_Task description_. Please give the listing underneath again, exactly as shown.

::: Given records

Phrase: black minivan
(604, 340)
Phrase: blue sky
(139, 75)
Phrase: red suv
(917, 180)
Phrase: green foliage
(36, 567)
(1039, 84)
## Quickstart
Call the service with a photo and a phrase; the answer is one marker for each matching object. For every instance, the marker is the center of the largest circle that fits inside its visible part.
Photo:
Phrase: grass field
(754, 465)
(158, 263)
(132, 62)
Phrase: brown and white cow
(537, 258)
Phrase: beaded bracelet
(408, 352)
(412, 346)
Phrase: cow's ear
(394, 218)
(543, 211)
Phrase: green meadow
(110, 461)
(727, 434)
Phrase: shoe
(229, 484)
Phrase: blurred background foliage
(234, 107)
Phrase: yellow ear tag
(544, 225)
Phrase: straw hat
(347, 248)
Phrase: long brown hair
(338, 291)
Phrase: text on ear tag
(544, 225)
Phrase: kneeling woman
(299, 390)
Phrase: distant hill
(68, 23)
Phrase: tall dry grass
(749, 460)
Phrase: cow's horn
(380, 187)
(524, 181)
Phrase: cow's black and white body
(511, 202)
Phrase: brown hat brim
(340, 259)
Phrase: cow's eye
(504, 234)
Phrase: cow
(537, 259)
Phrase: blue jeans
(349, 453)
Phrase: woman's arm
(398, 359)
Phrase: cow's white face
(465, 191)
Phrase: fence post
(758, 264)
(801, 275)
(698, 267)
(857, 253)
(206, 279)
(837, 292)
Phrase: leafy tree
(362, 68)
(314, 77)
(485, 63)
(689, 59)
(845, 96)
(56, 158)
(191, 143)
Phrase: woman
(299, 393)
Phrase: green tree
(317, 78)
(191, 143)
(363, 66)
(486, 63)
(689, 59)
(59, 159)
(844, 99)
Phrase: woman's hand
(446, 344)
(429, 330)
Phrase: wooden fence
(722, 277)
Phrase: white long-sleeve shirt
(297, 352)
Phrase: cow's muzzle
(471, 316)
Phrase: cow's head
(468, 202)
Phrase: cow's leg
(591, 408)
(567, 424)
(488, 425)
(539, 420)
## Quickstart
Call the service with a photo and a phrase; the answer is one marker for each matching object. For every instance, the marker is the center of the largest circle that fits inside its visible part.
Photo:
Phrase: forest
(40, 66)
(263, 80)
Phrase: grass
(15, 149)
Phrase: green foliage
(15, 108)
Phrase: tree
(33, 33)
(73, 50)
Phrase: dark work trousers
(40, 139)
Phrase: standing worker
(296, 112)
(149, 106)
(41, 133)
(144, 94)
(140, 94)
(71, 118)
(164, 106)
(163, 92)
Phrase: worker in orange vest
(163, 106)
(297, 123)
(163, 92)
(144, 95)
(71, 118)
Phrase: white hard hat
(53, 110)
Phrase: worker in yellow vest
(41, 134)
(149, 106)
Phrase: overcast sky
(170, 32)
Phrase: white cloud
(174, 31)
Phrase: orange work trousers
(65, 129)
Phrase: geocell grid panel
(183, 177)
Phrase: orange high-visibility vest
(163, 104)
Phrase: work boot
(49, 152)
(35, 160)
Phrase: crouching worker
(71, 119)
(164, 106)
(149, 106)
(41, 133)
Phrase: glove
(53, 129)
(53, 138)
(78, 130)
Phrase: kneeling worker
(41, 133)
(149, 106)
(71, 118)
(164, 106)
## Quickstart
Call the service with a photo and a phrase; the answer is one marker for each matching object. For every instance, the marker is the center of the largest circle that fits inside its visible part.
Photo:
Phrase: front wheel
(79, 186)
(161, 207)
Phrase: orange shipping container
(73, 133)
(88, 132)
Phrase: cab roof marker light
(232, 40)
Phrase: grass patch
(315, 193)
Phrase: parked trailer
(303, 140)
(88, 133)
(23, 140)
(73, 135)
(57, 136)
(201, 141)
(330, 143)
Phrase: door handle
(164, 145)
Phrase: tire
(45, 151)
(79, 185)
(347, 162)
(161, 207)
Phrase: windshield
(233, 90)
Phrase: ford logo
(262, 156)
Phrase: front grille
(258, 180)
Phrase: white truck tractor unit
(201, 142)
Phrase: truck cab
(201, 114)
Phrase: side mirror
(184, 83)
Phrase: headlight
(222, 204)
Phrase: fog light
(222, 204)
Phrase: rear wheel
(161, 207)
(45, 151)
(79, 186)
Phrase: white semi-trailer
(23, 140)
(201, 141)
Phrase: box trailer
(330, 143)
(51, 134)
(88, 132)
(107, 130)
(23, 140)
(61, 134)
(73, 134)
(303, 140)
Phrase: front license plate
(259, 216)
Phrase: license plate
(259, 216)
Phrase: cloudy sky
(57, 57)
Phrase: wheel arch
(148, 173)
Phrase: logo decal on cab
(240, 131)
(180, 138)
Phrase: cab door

::::::

_Result for this task_.
Phrase: black minivan
(604, 340)
Phrase: blue sky
(139, 75)
Phrase: red suv
(917, 180)
Phrase: green foliage
(36, 567)
(1039, 84)
## Quickstart
Call the service with a photo and a phrase; the answer is one marker for each matching object. For every instance, the marker is the center of the largest circle that fits inside its visible part.
Photo:
Phrase: grass field
(754, 465)
(158, 263)
(132, 62)
Phrase: brown and white cow
(537, 258)
Phrase: beaded bracelet
(408, 352)
(412, 346)
Phrase: cow's ear
(394, 218)
(543, 211)
Phrase: green meadow
(110, 461)
(727, 434)
Phrase: shoe
(229, 484)
Phrase: blurred background foliage
(234, 107)
Phrase: yellow ear tag
(544, 225)
Phrase: straw hat
(347, 248)
Phrase: long brown hair
(338, 291)
Phrase: text on ear tag
(544, 225)
Phrase: kneeling woman
(299, 390)
Phrase: distant hill
(68, 23)
Phrase: tall dry grass
(749, 460)
Phrase: cow's horn
(380, 187)
(524, 181)
Phrase: cow's black and white body
(511, 202)
Phrase: brown hat brim
(340, 259)
Phrase: cow's eye
(504, 234)
Phrase: cow
(537, 259)
Phrase: blue jeans
(349, 453)
Phrase: woman's arm
(398, 359)
Phrase: cow's white face
(465, 191)
Phrase: fence post
(758, 264)
(801, 275)
(698, 267)
(857, 253)
(206, 279)
(837, 292)
Phrase: leafy tree
(362, 68)
(314, 77)
(485, 63)
(689, 59)
(845, 96)
(56, 158)
(191, 143)
Phrase: woman
(299, 393)
Phrase: green tree
(317, 78)
(191, 143)
(363, 66)
(486, 63)
(689, 59)
(59, 159)
(844, 99)
Phrase: woman's hand
(446, 344)
(429, 330)
Phrase: wooden fence
(722, 277)
Phrase: white long-sleeve shirt
(297, 352)
Phrase: cow's muzzle
(471, 316)
Phrase: cow's head
(468, 202)
Phrase: cow's leg
(591, 408)
(567, 424)
(488, 425)
(539, 420)
## Quickstart
Call the service with a photo and a phrase; the answer is one marker for each matching object. For every instance, the marker is the center of the largest circle that fits inside its visible part.
Photo:
Phrase: forest
(40, 66)
(263, 80)
Phrase: grass
(15, 149)
Phrase: green foliage
(15, 108)
Phrase: tree
(33, 33)
(73, 50)
Phrase: dark work trousers
(40, 139)
Phrase: standing worker
(296, 112)
(149, 106)
(41, 133)
(144, 94)
(140, 94)
(71, 118)
(164, 106)
(163, 92)
Phrase: worker in orange vest
(163, 106)
(297, 123)
(163, 92)
(144, 95)
(71, 118)
Phrase: white hard hat
(53, 110)
Phrase: worker in yellow vest
(41, 134)
(149, 106)
Phrase: overcast sky
(170, 32)
Phrase: white cloud
(174, 31)
Phrase: orange work trousers
(65, 129)
Phrase: geocell grid panel
(183, 177)
Phrase: orange high-visibility vest
(163, 104)
Phrase: work boot
(49, 152)
(35, 160)
Phrase: crouching worker
(71, 119)
(164, 106)
(149, 106)
(41, 133)
Phrase: glove
(53, 129)
(53, 138)
(78, 130)
Phrase: kneeling worker
(41, 133)
(149, 106)
(71, 118)
(164, 106)
## Quickstart
Call the service with a photo and a phrase; the answer is one marker for each matching object. For every instance, the marker is the center of the largest circle that fits inside its visible part.
Photo:
Phrase: front wheel
(79, 186)
(161, 207)
Phrase: orange shipping container
(73, 133)
(88, 132)
Phrase: cab roof marker light
(232, 40)
Phrase: grass patch
(315, 193)
Phrase: parked trailer
(303, 140)
(88, 133)
(23, 140)
(73, 135)
(57, 136)
(201, 141)
(330, 143)
Phrase: door handle
(164, 145)
Phrase: tire
(45, 151)
(79, 185)
(347, 162)
(161, 207)
Phrase: windshield
(233, 90)
Phrase: ford logo
(262, 156)
Phrase: front grille
(258, 180)
Phrase: white truck tractor unit
(201, 142)
Phrase: truck cab
(201, 114)
Phrase: side mirror
(184, 83)
Phrase: headlight
(222, 204)
Phrase: fog light
(222, 204)
Phrase: rear wheel
(161, 207)
(45, 151)
(79, 186)
Phrase: white semi-trailer
(23, 140)
(201, 141)
Phrase: box trailer
(330, 143)
(51, 134)
(88, 132)
(107, 130)
(23, 140)
(61, 134)
(73, 134)
(303, 140)
Phrase: front license plate
(259, 216)
Phrase: license plate
(259, 216)
Phrase: cloudy sky
(57, 57)
Phrase: wheel arch
(148, 173)
Phrase: logo decal on cab
(240, 131)
(180, 138)
Phrase: cab door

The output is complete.